------ Document segment ------
OK I have an old Spyder3 and they obsoleted it and the software with the latest versions of MacOS. I was about to buy a new $500 colorimeter, but then discovered that you can keep using the old hardware just by downloading an open source project called DisplayCAL. This is actually a graphical front-end to ArgyllCMS which is a series of command line utilities.
While you can download the DMG, the easier way is just to use Homebrew with brew cask install displaycal which downloads both the frontend and ArgyllCMS.
The trick is that when you first start DisplayCAL, it doesn’t know where the ArgyllCMS libraries are. If you just take the default, then it dumps those executables into your ~/Downloads which isn’t super useful. There isn’t much help on the Internet for this and if you read the ruby script that comes with brew cask install argyllcms it isn’t super helpful .
But while brew cask info tells you exactly what you need to know which is the location of cask artifact location, Argyll-cms is actually a regular cask, so it goes elsewhere so a look at brew info argyll-cms says that it did not install because of a conflict with num-utils whatever that is. And the puzzle is that num-utils is actually not installed on the system.
------
* **Given instruction**
Could you continue the post about using an old Spyder3 with DisplayCAL and ArgyllCMS on macOS, picking up after its last sentence? Nothing in the lines that follow is needed here.
------ Supplied records ------
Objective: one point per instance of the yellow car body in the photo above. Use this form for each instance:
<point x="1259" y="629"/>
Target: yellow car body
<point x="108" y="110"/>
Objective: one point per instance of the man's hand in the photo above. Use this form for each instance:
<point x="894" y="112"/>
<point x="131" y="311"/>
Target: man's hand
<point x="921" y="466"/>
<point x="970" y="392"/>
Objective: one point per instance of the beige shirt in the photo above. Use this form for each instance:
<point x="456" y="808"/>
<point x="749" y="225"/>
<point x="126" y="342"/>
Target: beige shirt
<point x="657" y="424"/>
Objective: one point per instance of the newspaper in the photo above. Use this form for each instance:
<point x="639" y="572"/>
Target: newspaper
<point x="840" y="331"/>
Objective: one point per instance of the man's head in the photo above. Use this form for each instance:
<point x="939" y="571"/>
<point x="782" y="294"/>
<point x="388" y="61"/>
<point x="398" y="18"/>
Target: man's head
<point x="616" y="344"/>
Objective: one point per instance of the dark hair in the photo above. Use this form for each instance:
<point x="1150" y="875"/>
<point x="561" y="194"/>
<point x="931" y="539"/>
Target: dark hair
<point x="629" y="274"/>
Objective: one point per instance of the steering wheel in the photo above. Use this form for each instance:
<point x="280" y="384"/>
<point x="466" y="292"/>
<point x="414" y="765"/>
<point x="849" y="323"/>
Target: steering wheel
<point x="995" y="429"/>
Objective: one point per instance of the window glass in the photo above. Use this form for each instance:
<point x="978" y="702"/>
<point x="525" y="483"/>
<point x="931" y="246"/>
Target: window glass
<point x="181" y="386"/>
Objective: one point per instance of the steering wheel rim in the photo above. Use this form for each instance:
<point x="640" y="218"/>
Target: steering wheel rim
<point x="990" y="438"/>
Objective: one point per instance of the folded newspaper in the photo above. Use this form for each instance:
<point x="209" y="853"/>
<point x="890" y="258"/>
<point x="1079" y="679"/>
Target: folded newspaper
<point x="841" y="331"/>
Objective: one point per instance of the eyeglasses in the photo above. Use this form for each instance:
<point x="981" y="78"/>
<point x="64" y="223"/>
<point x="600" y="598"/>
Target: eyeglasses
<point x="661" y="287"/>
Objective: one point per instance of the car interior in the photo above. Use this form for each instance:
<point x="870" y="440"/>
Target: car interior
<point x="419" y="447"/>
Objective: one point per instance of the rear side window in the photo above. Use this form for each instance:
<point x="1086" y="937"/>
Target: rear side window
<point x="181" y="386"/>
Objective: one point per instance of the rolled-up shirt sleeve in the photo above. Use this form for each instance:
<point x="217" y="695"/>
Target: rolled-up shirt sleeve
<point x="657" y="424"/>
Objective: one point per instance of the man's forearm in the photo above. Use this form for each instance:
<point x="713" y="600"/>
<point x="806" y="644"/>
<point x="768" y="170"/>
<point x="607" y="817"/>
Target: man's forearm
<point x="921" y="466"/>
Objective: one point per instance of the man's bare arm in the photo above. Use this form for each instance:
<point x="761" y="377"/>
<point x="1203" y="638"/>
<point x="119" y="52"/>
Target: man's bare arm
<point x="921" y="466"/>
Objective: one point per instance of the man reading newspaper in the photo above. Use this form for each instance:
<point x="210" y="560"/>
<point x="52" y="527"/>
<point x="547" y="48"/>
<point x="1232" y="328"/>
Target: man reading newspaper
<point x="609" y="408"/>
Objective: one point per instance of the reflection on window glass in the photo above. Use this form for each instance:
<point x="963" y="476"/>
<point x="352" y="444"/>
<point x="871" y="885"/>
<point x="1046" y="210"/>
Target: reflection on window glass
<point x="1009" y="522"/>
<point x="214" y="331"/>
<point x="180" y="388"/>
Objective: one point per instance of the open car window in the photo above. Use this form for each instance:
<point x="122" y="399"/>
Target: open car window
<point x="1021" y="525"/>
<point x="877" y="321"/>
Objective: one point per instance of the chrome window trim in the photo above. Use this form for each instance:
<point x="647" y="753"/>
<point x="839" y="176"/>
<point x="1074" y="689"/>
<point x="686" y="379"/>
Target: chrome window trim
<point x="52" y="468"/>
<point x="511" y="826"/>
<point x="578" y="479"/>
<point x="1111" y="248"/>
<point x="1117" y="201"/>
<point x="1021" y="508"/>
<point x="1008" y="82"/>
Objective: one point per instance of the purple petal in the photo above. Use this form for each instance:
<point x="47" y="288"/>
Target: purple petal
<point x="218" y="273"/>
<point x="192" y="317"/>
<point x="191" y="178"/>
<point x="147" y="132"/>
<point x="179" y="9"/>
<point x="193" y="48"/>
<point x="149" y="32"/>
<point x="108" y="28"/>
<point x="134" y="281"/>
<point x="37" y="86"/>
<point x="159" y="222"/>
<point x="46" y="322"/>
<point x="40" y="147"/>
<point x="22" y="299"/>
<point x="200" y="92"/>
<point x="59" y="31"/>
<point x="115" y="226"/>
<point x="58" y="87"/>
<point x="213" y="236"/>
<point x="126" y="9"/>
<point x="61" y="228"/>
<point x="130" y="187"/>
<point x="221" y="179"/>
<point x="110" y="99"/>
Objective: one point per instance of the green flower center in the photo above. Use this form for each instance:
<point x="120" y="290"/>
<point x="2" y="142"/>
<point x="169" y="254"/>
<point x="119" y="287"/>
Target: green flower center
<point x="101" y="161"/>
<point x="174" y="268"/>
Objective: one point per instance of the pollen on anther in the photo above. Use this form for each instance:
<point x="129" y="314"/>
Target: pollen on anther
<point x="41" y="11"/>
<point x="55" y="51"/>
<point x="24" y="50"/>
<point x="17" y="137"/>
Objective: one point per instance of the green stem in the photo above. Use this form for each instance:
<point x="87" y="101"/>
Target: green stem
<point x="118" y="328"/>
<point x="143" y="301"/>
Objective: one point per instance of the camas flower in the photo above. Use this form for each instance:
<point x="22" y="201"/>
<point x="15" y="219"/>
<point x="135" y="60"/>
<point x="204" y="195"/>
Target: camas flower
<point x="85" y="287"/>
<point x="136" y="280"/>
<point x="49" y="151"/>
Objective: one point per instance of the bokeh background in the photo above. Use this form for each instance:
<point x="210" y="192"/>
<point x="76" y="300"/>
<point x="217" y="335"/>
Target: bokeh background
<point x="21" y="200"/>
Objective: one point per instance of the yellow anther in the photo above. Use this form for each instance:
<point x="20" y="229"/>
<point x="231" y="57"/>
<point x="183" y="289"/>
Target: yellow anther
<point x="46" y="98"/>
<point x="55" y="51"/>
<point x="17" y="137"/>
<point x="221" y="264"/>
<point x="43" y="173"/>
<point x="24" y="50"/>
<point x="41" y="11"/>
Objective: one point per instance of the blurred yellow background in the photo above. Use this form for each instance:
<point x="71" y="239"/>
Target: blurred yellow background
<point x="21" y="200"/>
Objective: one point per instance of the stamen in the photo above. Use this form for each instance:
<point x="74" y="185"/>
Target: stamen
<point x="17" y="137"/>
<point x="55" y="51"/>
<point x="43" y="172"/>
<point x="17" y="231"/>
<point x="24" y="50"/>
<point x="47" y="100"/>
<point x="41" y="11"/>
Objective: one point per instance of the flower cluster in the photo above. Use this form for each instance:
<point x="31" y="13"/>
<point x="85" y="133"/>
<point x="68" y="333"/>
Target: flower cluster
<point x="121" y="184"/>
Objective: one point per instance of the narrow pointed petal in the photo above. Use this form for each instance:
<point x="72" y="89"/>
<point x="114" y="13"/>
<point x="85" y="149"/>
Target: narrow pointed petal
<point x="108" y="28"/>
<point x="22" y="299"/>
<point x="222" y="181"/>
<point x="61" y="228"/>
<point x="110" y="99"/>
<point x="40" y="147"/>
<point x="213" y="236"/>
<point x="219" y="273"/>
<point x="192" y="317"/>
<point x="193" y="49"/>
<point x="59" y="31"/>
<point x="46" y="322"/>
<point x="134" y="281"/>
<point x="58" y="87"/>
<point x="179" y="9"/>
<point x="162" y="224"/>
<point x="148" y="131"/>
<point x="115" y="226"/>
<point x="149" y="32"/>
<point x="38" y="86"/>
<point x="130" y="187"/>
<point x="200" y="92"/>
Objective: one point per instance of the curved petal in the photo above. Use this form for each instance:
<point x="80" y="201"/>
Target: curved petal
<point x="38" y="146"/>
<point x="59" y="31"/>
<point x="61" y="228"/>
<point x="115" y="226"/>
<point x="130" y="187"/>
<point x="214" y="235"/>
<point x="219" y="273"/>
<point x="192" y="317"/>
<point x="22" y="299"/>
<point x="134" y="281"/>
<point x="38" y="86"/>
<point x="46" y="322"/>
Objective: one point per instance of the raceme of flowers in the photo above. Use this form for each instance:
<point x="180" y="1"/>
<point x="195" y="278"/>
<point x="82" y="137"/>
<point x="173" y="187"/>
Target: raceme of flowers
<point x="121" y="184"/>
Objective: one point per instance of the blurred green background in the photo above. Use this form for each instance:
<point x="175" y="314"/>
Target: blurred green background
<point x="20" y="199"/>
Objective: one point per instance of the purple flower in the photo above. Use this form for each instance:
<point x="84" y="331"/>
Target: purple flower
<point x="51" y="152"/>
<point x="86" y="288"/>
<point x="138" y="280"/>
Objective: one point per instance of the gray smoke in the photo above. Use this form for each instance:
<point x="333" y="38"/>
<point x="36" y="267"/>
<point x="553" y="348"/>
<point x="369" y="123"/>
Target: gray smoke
------
* **Reply to the task**
So first off, I’ll try installing then uninstalling num-utils. I’m guessing what is happening is that MacOS itself has some of these numeric bash utilities and this is causing a conflict, but then I noticed that it says that jam was not installed. Jam is an installer like bowser
Brew doesn’t have a dependency map that is perfect, so it seems like it needs a manual installation. so you need brew install jam && brew cask install displaycal to make this work.
The next problem is that /Applications/Displaycal and it asks for the location of the Argyll CMS and these in brew are symlinked into /usr/local/bin but the problem is that there is no way to browse to it in the regular Finder dialog that Displaycal throws up. So you have to hit Shift+Control+G to type that in.
In terms of actually using this, it will detect your device and then you have to know if you have colorimeter or a spectrometer and then use the tutorial which is basically setup your device by putting the Colorimeter on the screen.

  1. Hit Measurement to get the starting point. And put your device on top of that color square. If you have a monitor, you adjust the red, green and blue to be close. There are no such adjustments on a laptop, so skip to  set the display brightness. Now make sure you are in a semi-dark room, that’s the best for calibration. It keeps reading out dynamically and you will hear a beep on each read. when you get to the levels as close as possible, choose Stop Measurement.
  2. Now choose Calibrate and it will show a series of color swatches. The whols process starts saying it will take an hours to do 48 swatches which is about right. To do four took 3 minutes. By the 5th swatch, the estimate was down to 30 minutes.

 

I’m Rich & Co.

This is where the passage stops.